▶ _INSTRUCTIONS FOR THE TASK_:
The response must contain every line below in which "chair" appears.

#####

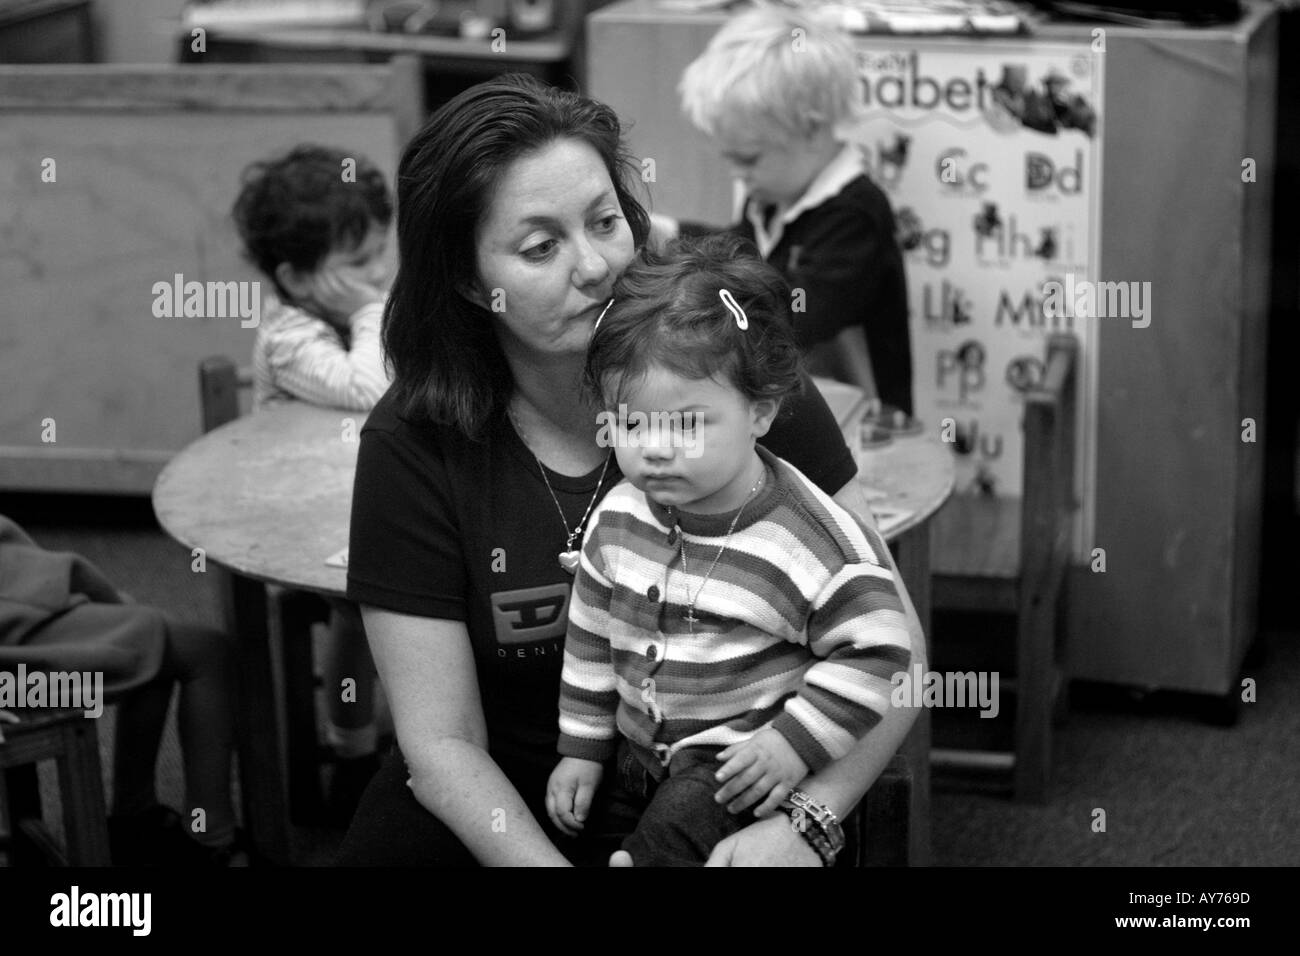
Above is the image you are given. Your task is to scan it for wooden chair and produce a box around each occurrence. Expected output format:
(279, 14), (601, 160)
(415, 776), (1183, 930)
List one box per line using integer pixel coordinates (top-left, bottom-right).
(930, 333), (1079, 803)
(0, 710), (111, 866)
(200, 356), (334, 826)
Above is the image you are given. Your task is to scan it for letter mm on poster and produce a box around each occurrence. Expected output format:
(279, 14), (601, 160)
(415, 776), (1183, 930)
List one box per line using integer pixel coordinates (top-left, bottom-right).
(843, 40), (1103, 558)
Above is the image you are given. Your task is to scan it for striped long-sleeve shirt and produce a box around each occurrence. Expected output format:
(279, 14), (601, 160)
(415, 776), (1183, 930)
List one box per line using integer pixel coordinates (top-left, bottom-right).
(251, 295), (390, 411)
(558, 445), (912, 773)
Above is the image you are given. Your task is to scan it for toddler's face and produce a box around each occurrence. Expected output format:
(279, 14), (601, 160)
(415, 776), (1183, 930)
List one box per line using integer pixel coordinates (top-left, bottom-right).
(604, 364), (776, 515)
(278, 219), (392, 325)
(315, 220), (392, 291)
(713, 121), (824, 209)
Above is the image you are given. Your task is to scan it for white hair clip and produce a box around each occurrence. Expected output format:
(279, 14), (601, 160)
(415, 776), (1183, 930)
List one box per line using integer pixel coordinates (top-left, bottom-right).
(593, 298), (615, 334)
(719, 289), (748, 330)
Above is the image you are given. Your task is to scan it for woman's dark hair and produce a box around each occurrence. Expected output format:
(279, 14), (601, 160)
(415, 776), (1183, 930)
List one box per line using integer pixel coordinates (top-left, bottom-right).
(585, 233), (804, 409)
(383, 74), (652, 438)
(231, 144), (392, 301)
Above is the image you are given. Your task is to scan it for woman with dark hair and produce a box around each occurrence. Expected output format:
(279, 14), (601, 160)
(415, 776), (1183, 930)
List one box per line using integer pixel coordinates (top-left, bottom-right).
(340, 74), (925, 866)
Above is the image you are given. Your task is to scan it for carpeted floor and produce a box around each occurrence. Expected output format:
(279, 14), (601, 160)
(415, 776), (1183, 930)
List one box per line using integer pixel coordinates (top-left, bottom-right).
(3, 493), (1297, 866)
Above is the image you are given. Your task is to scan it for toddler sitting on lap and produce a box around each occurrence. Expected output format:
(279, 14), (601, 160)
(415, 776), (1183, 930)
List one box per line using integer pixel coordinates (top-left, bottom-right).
(547, 236), (912, 866)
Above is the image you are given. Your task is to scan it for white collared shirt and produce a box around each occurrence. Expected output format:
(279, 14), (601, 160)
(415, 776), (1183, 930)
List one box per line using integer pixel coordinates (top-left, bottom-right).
(738, 144), (867, 260)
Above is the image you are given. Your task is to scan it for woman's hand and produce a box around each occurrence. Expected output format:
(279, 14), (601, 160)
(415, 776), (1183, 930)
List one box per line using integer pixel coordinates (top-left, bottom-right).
(705, 812), (822, 867)
(713, 728), (808, 817)
(545, 757), (604, 837)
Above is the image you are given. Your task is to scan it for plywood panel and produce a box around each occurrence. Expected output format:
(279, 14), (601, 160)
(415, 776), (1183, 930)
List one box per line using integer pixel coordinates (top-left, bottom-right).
(0, 114), (396, 461)
(0, 63), (419, 494)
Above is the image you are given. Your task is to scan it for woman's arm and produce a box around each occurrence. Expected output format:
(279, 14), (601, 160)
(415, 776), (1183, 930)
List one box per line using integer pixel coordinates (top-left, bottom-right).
(816, 476), (927, 815)
(362, 606), (571, 866)
(708, 630), (925, 866)
(707, 479), (927, 866)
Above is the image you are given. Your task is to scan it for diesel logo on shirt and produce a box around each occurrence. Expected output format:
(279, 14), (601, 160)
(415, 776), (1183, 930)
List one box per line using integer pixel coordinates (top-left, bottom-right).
(490, 583), (570, 660)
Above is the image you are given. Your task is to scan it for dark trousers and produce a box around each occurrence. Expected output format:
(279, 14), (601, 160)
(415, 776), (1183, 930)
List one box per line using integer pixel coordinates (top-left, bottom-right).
(616, 741), (754, 867)
(336, 740), (751, 867)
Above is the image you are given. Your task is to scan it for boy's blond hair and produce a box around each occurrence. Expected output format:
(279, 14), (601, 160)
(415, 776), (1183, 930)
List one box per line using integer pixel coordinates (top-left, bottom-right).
(679, 3), (863, 143)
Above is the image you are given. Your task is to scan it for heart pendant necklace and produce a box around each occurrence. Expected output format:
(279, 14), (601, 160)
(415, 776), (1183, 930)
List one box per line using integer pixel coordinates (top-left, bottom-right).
(508, 405), (612, 575)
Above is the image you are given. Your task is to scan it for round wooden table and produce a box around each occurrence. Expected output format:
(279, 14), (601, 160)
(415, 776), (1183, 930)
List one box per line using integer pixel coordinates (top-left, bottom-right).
(855, 434), (956, 538)
(153, 394), (955, 579)
(155, 403), (358, 597)
(152, 389), (954, 865)
(153, 402), (362, 864)
(813, 376), (955, 538)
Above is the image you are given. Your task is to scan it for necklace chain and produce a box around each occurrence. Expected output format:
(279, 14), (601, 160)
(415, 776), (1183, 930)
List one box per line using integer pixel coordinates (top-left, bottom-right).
(674, 467), (765, 632)
(507, 404), (612, 561)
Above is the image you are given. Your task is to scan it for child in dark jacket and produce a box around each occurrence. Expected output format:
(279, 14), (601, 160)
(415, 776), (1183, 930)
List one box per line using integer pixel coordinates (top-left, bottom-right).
(666, 3), (913, 415)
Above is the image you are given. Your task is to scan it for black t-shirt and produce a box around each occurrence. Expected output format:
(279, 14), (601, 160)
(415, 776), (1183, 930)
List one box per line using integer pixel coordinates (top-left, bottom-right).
(346, 375), (857, 778)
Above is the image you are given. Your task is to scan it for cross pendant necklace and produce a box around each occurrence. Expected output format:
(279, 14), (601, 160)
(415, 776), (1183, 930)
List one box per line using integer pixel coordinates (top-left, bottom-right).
(673, 469), (765, 633)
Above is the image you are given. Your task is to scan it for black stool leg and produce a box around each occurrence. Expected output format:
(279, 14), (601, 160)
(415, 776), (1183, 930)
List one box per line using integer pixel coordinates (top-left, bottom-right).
(3, 763), (46, 867)
(280, 591), (328, 825)
(56, 719), (111, 865)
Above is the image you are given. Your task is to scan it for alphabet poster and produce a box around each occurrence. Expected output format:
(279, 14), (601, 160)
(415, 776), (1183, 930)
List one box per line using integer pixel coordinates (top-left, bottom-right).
(841, 40), (1103, 555)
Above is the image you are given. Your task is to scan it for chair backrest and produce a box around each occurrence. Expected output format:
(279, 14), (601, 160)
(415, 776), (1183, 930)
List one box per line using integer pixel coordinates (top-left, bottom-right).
(1019, 333), (1080, 599)
(199, 357), (255, 434)
(0, 58), (423, 494)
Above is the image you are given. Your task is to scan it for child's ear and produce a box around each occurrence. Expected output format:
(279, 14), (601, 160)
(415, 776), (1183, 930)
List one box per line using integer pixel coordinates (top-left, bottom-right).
(804, 121), (839, 151)
(750, 397), (781, 438)
(275, 262), (312, 304)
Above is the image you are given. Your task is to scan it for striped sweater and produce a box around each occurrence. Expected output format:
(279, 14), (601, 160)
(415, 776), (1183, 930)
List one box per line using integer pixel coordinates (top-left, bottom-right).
(252, 294), (390, 411)
(558, 445), (912, 773)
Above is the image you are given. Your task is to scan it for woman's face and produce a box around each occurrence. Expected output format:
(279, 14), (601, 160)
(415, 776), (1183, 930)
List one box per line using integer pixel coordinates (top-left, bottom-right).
(470, 138), (635, 360)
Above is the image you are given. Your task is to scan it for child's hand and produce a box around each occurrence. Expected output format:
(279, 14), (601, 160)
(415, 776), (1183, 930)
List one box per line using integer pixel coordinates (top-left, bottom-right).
(546, 757), (604, 837)
(713, 728), (808, 817)
(306, 267), (384, 326)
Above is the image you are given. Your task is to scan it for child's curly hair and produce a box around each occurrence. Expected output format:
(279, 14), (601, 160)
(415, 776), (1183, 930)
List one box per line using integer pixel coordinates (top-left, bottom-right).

#####

▶ _REPLY_:
Above is the image you are given. Your task is to scan it for wooden chair and produce a box around each occurrence. Expected output format:
Above is the image you are given. Your task is to scan it for chair backrest and produce a box around each occurrence. Expected output format:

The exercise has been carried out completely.